> _Task prompt_
Copy the lines verbatim, beginning with the line that contains "target | purple leafed bush" and continuing through the end of the data, and only those lines.

> _Records shown_
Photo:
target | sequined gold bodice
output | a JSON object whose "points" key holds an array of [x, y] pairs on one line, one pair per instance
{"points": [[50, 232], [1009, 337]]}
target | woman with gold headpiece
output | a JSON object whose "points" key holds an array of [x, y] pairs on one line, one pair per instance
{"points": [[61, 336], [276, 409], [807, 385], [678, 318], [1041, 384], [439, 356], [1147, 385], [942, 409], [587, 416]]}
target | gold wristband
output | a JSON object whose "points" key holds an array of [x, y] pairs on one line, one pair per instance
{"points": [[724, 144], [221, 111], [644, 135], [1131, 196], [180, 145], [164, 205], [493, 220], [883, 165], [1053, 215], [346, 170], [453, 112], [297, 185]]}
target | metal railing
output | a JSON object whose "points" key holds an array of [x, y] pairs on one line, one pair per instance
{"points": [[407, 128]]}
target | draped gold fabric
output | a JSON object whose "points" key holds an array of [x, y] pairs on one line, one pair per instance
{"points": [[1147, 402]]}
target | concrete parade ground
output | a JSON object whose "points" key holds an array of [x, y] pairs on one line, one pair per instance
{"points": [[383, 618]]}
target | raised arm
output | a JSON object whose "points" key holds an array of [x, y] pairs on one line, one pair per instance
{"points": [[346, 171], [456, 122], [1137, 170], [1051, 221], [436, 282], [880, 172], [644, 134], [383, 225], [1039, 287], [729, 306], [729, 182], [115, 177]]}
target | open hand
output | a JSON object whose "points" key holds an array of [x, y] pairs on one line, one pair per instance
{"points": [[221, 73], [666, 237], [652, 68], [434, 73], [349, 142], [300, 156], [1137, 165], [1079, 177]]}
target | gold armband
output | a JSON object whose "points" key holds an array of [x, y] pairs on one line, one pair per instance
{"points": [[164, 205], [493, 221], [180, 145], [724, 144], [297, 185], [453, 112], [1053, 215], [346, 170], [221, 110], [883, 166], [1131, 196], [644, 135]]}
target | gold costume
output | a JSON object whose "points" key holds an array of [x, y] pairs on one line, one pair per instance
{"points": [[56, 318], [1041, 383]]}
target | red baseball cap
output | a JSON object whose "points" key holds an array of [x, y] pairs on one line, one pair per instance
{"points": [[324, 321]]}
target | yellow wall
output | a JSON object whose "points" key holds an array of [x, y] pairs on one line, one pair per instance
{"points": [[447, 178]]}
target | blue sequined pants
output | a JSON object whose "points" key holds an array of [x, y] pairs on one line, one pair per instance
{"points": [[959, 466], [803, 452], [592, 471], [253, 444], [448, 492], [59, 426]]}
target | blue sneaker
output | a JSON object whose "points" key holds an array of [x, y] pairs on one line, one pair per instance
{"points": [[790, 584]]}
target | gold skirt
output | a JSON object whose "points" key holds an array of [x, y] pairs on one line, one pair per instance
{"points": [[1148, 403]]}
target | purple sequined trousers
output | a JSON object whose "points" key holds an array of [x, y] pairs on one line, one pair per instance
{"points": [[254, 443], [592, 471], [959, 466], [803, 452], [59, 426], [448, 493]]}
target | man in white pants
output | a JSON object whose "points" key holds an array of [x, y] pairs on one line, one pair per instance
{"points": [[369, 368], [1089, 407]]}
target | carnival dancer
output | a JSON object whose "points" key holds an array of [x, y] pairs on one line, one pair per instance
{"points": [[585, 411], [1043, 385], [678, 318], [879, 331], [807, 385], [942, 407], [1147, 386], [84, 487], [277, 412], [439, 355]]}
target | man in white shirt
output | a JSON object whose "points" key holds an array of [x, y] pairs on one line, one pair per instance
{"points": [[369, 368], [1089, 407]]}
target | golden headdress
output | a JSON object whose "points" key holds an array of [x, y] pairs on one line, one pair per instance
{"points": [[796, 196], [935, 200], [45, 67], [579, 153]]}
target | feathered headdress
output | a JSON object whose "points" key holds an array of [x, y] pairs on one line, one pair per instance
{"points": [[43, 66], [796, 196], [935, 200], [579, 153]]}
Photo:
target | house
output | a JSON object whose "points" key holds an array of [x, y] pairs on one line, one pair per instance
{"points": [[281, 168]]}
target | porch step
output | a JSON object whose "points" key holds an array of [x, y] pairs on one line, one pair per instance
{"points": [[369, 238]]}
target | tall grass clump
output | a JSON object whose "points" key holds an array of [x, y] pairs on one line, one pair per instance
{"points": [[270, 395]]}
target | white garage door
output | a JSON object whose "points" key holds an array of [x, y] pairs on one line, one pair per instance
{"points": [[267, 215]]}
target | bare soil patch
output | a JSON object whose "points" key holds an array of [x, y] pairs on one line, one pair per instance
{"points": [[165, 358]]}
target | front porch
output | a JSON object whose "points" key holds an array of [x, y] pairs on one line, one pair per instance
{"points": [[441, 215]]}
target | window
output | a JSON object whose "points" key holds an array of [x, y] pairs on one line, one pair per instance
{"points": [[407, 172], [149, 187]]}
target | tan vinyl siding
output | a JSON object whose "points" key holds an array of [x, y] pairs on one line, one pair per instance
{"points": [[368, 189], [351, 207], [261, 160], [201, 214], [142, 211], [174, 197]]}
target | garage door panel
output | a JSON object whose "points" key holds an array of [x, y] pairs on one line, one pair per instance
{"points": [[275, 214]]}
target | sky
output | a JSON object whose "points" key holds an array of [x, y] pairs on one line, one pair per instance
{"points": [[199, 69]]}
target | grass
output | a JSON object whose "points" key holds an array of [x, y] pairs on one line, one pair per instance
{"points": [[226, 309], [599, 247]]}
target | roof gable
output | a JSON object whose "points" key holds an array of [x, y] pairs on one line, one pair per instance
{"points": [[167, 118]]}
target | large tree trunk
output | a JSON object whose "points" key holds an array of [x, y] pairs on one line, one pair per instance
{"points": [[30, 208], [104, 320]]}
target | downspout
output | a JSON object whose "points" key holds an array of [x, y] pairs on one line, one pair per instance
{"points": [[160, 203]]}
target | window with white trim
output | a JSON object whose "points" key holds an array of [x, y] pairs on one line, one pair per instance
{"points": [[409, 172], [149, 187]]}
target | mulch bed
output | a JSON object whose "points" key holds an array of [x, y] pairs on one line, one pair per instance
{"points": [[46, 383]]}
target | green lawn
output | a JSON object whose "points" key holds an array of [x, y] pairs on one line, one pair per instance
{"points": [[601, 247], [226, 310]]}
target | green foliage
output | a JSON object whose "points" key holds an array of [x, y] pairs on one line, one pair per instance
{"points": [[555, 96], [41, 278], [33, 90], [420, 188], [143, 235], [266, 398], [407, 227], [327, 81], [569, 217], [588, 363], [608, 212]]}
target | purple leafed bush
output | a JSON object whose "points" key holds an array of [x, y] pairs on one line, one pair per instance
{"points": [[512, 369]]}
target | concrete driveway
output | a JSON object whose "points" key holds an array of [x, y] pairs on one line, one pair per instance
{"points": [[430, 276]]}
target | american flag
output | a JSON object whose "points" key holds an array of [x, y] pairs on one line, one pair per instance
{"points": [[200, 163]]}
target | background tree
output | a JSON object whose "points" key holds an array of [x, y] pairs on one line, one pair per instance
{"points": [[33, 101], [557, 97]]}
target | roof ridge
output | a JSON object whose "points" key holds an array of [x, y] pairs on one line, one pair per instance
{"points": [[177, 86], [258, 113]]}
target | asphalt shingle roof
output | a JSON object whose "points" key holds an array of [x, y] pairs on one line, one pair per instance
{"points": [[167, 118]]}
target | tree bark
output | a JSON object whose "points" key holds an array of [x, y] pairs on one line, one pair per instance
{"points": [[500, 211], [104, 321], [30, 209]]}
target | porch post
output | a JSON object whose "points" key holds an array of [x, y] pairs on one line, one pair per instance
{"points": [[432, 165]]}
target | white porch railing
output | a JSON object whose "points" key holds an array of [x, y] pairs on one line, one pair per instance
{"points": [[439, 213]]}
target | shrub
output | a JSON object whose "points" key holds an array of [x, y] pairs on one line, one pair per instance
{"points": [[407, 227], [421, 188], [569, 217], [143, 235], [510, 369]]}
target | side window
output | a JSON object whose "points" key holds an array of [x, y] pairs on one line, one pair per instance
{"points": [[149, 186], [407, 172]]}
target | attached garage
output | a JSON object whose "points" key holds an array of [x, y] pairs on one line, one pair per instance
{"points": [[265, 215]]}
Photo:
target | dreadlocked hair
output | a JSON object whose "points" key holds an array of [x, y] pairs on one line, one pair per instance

> _Task result_
target | purple leafed bush
output | a JSON object whose "points" key holds an array of [x, y] pairs on one line, one pair per instance
{"points": [[512, 369]]}
target | concrete driveway
output | a JSON object whose "points" key holds an array of [x, y] pairs on one line, one pair per instance
{"points": [[430, 276]]}
target | american flag
output | a JSON object whose "points" key holds an array of [x, y] pairs on one line, one pair per instance
{"points": [[200, 163]]}
target | background tree
output | a JSON object whose "points" key holds an array of [x, y] pairs on one line, one pair per instance
{"points": [[33, 101], [557, 97]]}
target | roof ridge
output | a JSON object whose "points" key holds an array of [x, y] pairs on one line, one pair per instance
{"points": [[177, 86], [258, 113]]}
target | asphalt shingle roof
output | a JSON object whose "points" key holds an array of [x, y] pairs on one line, one pair per instance
{"points": [[167, 118]]}
target | tree bark
output | a JSON object whose "points" key holds an array of [x, y] pairs on one line, one pair per instance
{"points": [[500, 211], [104, 321], [30, 209]]}
target | porch post
output | a JSON object whose "points" key holds an array of [x, y] pairs on one line, one pair per instance
{"points": [[432, 165]]}
target | white porch railing
output | a JSON object whose "points" key holds an array of [x, y] pairs on one line, one pair per instance
{"points": [[439, 213]]}
target | shrub
output | a JSON object whose "points" key holds an array of [x, y] pairs on one line, one pair per instance
{"points": [[407, 227], [421, 188], [569, 217], [143, 235], [510, 369]]}
target | side window
output | a JSON object whose "points" key holds an array of [x, y] pairs on one line, one pair per instance
{"points": [[149, 186], [407, 172]]}
target | attached garage
output | a JSON object whose "points" key holds an array of [x, y] pairs on one line, one pair per instance
{"points": [[265, 215]]}
Photo:
target | dreadlocked hair
output | a JSON object whose "points" key holds an array of [x, y] pairs on one line, one pair per instance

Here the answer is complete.